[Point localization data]
**********

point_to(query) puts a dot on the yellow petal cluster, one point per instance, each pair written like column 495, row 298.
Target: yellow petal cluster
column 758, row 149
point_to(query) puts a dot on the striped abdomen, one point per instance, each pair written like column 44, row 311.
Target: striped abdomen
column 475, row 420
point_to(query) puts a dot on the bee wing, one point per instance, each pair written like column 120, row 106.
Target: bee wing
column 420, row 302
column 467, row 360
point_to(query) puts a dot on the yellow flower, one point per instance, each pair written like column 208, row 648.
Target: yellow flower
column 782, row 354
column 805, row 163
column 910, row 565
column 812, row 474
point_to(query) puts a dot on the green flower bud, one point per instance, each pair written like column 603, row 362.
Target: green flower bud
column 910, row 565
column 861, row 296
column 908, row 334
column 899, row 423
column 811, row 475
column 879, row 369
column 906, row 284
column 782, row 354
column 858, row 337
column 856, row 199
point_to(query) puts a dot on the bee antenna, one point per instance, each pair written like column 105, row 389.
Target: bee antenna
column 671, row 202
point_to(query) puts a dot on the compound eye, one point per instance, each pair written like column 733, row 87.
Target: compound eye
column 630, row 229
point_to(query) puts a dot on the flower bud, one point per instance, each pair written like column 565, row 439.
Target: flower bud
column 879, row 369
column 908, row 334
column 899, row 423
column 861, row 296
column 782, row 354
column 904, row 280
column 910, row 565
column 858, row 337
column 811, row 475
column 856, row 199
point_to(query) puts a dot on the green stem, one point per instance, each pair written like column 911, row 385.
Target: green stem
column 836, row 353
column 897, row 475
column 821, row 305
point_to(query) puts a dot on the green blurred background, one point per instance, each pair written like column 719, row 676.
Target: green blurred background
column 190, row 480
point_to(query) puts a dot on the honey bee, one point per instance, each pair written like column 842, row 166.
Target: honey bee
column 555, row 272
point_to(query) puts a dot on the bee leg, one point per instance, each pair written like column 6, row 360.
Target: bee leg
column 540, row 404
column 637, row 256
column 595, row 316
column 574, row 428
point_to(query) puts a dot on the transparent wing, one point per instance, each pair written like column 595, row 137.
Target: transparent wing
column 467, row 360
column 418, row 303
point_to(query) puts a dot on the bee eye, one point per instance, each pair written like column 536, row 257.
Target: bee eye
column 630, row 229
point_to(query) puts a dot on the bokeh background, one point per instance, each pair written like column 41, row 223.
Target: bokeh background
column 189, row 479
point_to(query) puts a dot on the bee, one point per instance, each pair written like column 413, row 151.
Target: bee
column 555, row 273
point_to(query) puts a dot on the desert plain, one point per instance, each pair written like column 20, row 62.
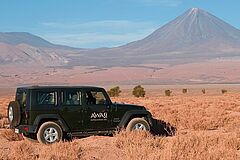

**********

**Task instructions:**
Faithful copy, images left out: write out every line of data.

**Expected output:**
point_to(query) puts a dot on the yellow petal cluster, one point per instance, each pair written like column 495, row 298.
Target: yellow petal cluster
column 758, row 149
point_to(query) puts a dot on the striped abdomen, one point per instance, each pair written like column 44, row 311.
Target: striped abdomen
column 475, row 420
point_to(query) puts a dot on the bee wing, one point per instance, each pair written like column 120, row 106.
Target: bee wing
column 420, row 302
column 467, row 360
point_to(query) puts a dot on the yellow flower, one point per instance, each pair written like column 208, row 648.
Target: yellow flower
column 782, row 354
column 805, row 163
column 910, row 565
column 812, row 474
point_to(query) puts a dot on the green flower bud, one point per instance, each pair written like column 603, row 362.
Target: green flower bud
column 910, row 565
column 861, row 296
column 908, row 334
column 899, row 423
column 811, row 475
column 879, row 369
column 906, row 284
column 782, row 354
column 858, row 337
column 856, row 199
point_to(query) puts a dot on the bee antenna, one point per instance, each pair written like column 105, row 389.
Target: bee antenna
column 671, row 202
point_to(query) puts a dot on the compound eye, one point per instance, each pair written like column 733, row 87.
Target: compound eye
column 630, row 229
point_to(query) puts a dot on the flower bud, one point per instance, each pair written like column 565, row 439.
Target: flower bud
column 879, row 369
column 908, row 334
column 899, row 423
column 861, row 296
column 782, row 354
column 904, row 280
column 910, row 565
column 858, row 337
column 811, row 475
column 856, row 199
point_to(query) puts a dot on the green stem, one point per instance, each pair written like column 911, row 385.
Target: green stem
column 836, row 353
column 897, row 475
column 821, row 305
point_to(query) puts a dot on the green blurred background, one point per instance, each pair written like column 719, row 676.
Target: green blurred background
column 190, row 480
point_to(query) puts a dot on the honey bee, one point per instance, each pair written like column 842, row 166.
Target: honey bee
column 555, row 272
point_to(query) puts a dot on the bee leg, one point per instance, each pair written like column 6, row 360.
Target: bee leg
column 540, row 404
column 637, row 256
column 595, row 316
column 574, row 428
point_to(query) puts a dot on the transparent wing, one point per instance, each pair written like column 595, row 137.
Target: transparent wing
column 467, row 360
column 418, row 303
point_to(query) puts a dot on the bee eye, one point per instance, each pair written like column 536, row 257.
Target: bee eye
column 630, row 229
point_to(query) puts a dot on the bokeh background, one point per instance, each pair written like column 41, row 223.
Target: bokeh background
column 189, row 479
point_to(query) puts a dot on the bee, one point per instance, each pair written like column 413, row 151.
Target: bee
column 555, row 273
point_to(query) puts a dot on the desert plain, one point per instance, each pair written like column 20, row 62.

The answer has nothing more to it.